===== Data shown

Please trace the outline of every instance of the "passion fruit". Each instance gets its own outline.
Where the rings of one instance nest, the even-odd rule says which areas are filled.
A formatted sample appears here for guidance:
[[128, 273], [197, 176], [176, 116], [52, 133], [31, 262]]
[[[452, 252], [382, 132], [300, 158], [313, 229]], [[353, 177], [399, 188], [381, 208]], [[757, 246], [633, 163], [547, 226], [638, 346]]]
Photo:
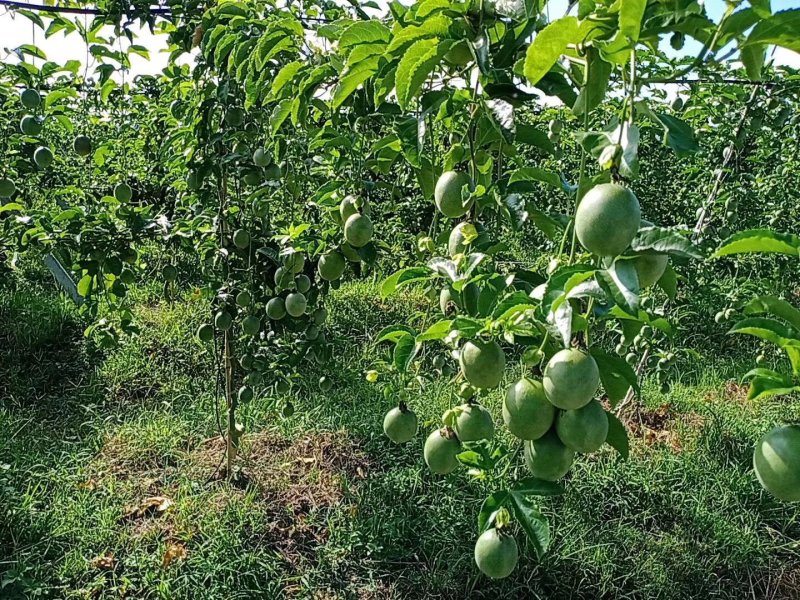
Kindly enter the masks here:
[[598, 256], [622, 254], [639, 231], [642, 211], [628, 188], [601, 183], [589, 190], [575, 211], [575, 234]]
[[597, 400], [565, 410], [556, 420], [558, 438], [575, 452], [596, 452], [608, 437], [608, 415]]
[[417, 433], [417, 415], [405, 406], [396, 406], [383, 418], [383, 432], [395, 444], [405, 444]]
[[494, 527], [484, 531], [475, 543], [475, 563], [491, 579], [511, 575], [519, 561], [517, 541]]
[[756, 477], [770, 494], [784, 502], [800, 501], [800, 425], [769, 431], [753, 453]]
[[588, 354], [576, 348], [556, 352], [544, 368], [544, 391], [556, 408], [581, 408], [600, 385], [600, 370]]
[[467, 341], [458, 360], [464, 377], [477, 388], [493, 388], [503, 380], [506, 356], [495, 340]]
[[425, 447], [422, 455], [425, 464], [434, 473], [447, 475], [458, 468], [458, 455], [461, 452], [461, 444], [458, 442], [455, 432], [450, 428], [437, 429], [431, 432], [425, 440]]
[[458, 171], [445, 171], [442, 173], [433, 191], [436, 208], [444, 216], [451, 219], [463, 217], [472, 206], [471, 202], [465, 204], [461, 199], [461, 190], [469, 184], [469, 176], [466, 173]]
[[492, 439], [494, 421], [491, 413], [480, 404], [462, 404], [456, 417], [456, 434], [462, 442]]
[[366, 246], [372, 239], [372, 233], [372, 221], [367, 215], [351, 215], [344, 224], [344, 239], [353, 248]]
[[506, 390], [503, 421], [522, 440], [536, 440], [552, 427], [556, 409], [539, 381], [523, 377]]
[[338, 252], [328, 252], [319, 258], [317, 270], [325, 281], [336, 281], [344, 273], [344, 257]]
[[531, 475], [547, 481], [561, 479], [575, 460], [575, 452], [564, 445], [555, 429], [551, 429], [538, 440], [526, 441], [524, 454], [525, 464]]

==========
===== Data shown

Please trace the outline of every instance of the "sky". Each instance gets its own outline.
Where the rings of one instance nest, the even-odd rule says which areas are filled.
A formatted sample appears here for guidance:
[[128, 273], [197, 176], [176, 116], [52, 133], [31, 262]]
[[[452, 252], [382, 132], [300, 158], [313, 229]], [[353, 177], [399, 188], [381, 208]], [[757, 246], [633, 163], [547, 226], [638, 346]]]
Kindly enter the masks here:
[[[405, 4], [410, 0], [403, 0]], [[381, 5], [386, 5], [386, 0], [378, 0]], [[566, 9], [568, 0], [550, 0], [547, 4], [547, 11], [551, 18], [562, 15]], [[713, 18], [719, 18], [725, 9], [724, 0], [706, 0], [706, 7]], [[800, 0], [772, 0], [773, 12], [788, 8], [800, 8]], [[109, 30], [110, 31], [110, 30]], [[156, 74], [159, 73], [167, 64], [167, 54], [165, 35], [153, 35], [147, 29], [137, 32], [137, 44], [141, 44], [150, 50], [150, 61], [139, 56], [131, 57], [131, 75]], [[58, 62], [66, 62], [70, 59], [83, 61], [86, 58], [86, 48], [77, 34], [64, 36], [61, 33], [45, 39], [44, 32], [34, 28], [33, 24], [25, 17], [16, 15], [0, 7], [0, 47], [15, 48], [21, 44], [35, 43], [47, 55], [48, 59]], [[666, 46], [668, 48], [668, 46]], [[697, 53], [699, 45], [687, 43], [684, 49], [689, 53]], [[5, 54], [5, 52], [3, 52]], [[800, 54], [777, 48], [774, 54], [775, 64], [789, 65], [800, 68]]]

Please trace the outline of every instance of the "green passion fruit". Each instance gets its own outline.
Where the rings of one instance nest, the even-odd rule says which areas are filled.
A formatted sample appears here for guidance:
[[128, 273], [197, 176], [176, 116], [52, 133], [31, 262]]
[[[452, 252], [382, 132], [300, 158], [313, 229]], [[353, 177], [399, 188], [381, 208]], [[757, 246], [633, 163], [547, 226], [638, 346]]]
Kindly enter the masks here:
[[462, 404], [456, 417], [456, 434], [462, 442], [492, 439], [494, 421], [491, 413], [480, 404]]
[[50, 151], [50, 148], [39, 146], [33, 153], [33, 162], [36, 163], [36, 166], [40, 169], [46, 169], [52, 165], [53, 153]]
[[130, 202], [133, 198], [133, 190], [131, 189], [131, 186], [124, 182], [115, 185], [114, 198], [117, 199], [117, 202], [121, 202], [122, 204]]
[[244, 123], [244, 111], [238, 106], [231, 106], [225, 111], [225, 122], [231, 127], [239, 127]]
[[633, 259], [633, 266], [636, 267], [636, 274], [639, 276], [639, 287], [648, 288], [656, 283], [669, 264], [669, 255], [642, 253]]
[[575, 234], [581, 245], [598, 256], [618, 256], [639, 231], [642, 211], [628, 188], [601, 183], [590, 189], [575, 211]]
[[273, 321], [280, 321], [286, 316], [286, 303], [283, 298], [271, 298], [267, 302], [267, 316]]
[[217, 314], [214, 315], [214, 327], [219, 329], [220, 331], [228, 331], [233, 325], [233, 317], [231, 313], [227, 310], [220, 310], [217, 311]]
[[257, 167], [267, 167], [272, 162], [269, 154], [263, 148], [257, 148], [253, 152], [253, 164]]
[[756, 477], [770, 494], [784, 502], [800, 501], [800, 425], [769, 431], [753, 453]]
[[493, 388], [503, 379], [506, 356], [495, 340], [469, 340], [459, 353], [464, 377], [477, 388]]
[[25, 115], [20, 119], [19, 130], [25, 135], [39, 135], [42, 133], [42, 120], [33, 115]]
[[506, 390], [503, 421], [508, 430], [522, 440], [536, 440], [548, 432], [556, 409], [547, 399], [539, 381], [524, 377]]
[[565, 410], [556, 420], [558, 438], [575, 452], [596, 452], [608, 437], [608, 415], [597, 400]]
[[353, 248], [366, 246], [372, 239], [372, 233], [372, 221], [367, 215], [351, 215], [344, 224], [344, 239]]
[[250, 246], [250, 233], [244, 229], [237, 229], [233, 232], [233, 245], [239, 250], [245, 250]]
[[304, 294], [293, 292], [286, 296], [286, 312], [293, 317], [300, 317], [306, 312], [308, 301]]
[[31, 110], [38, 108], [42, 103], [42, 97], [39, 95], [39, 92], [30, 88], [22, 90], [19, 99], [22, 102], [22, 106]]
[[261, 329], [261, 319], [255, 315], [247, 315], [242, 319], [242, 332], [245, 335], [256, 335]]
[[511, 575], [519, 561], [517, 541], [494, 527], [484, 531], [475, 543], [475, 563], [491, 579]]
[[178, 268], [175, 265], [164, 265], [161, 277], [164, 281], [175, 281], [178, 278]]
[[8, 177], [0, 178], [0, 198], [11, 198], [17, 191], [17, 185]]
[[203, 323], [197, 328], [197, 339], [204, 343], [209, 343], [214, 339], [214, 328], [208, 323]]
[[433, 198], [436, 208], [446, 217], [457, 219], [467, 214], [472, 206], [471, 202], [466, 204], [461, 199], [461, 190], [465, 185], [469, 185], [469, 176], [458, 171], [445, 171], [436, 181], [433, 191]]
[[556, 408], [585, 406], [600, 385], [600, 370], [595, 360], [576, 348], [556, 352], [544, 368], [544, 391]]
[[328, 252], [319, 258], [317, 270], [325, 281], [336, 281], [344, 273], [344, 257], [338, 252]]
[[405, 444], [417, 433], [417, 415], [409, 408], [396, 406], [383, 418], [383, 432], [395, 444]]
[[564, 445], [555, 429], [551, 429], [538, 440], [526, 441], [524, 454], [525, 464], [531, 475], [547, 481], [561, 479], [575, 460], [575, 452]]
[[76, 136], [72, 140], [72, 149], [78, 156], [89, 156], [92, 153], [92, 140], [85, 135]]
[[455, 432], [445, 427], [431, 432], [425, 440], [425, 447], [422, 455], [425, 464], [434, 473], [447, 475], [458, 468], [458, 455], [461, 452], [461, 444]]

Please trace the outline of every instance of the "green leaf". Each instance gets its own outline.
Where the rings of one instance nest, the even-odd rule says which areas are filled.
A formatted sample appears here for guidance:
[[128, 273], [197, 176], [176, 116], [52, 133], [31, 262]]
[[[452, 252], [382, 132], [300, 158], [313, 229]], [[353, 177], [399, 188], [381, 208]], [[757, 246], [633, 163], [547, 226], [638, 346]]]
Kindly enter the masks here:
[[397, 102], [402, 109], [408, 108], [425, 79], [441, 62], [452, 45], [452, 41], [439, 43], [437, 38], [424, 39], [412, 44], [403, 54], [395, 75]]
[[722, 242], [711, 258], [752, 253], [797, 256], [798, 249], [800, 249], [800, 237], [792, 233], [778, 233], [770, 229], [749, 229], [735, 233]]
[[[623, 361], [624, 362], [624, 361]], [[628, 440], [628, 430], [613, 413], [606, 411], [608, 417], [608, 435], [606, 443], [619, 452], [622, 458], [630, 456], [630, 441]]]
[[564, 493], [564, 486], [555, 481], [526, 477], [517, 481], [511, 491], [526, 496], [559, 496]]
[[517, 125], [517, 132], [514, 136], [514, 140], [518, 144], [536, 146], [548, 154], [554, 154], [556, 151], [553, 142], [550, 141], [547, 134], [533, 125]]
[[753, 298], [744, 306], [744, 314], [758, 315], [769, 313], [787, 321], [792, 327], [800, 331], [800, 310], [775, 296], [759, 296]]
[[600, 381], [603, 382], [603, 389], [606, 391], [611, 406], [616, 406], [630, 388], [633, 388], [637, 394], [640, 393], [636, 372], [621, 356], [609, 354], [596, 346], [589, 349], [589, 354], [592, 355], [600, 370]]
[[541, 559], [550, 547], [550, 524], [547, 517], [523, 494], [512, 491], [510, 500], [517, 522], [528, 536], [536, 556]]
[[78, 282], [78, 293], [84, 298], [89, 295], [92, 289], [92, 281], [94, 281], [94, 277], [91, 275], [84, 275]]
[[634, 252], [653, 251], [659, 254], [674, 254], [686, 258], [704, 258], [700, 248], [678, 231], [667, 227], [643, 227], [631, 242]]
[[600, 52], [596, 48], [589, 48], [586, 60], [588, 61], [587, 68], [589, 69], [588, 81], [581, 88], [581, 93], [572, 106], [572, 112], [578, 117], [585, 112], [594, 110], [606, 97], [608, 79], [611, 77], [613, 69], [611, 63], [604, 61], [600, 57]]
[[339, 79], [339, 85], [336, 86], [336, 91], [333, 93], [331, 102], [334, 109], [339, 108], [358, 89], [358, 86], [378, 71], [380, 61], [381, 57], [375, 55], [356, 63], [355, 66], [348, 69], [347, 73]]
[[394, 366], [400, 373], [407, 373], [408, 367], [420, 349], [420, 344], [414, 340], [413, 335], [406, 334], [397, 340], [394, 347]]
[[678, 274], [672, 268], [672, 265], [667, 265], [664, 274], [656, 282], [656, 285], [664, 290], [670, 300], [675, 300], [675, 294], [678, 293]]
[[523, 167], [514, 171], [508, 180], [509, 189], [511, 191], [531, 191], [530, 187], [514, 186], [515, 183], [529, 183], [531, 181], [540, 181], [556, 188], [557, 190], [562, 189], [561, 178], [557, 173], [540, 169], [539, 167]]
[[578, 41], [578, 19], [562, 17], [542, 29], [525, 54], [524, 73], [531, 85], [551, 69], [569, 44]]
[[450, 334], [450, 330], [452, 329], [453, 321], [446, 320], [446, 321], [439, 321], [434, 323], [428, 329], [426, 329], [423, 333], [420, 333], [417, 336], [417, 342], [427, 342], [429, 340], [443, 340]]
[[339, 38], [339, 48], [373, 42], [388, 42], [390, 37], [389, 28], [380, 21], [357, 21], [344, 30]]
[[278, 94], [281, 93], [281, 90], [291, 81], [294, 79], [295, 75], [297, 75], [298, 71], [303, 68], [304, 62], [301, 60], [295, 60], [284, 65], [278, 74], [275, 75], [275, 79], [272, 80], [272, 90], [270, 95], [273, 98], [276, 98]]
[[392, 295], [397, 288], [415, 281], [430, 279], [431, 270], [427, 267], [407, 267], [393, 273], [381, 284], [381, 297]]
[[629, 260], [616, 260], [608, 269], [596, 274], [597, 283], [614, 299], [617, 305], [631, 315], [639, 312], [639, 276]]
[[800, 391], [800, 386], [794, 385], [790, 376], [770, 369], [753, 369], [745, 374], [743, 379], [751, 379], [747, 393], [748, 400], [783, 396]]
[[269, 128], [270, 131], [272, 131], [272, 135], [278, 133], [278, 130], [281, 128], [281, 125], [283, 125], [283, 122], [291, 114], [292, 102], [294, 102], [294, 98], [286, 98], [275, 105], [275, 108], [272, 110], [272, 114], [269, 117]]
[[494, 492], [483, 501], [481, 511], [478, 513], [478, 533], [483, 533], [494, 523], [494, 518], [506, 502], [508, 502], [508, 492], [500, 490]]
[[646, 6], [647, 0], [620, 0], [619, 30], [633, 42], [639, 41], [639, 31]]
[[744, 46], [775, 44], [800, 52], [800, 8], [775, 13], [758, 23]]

==========

Work to do
How many lines of the material above contain the string "Each"? Treat case as significant, and reply with the number alone.

Response to the exercise
4